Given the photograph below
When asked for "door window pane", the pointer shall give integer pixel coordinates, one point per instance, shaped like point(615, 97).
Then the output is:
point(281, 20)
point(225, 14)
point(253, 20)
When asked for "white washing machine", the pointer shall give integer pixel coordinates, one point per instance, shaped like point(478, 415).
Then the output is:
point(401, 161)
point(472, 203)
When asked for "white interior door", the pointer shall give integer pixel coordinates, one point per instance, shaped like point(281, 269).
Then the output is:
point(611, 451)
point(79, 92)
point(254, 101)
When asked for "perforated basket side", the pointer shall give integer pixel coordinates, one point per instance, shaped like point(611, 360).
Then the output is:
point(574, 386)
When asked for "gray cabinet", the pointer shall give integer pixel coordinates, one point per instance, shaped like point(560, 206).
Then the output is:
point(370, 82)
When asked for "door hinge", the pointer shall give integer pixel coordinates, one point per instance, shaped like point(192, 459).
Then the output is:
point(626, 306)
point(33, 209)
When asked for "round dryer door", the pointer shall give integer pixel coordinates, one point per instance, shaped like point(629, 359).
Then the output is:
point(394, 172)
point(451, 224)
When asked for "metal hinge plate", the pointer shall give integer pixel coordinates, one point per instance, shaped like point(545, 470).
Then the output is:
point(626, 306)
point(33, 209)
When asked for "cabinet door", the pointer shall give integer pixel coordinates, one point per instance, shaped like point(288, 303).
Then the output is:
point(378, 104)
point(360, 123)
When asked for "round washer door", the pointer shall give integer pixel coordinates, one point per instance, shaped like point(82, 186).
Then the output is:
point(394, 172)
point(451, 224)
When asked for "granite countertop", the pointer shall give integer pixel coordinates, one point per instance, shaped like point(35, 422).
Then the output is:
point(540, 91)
====
Convert every record above into a two-column CSV with the header row input,output, one row per record. Put the record's text in the input column and its answer in the output column, with each field enclosed in double quotes and any line breaks replaced by spaces.

input,output
"Given the photograph below When asked for ""door window pane"", the pointer shall give integer pixel coordinates, one point per instance, shaped like point(615, 97). Then the output is:","point(281, 20) point(225, 14) point(253, 20)"
"When asked for ""white washing machine"", the pointer shall give integer pixel coordinates, one point per instance, shaped like point(478, 415). Then the output is:","point(401, 161) point(472, 203)"
"When asked for ""white interior door"", the pointer shall give integer pixel coordinates, one point per instance, shaped like point(281, 269). Then the output is:","point(611, 451) point(79, 92) point(254, 101)"
"When asked for ""perforated basket side"", the pointer shall give integer pixel coordinates, one point per instance, shaped like point(611, 360). Then the output is:","point(574, 386)"
"When asked for ""gray cabinet"", the pointer shall give integer pixel coordinates, one point per instance, shaped like point(560, 206). Then the output is:","point(370, 82)"
"When asked for ""door hinge"", the pointer shall give integer pixel coordinates, one point per instance, shaped like point(192, 459). Then the output is:","point(626, 306) point(33, 209)"
"When asked for ""round dryer door"", the pointer shall give integer pixel coordinates, one point per instance, shaped like point(629, 359). Then the output is:","point(394, 172) point(451, 224)"
"When asked for ""metal hinge plate"", the pointer shall give integer pixel coordinates, one point per instance, shaped like point(545, 470). Then the output is:","point(626, 306) point(33, 209)"
"When asked for ""cabinet door"", the pointer shall give integer pixel coordinates, one point per instance, shaped like point(288, 303). Then the output is:","point(378, 104) point(360, 123)"
"When asked for ""round washer door"", the pointer shall give integer pixel coordinates, one point per instance, shaped like point(82, 186). Then the output is:","point(394, 172) point(451, 224)"
"When asked for ""granite countertop"", the pointer shall give integer pixel coordinates, one point per instance, shaped like point(35, 422). Then the output is:","point(540, 91)"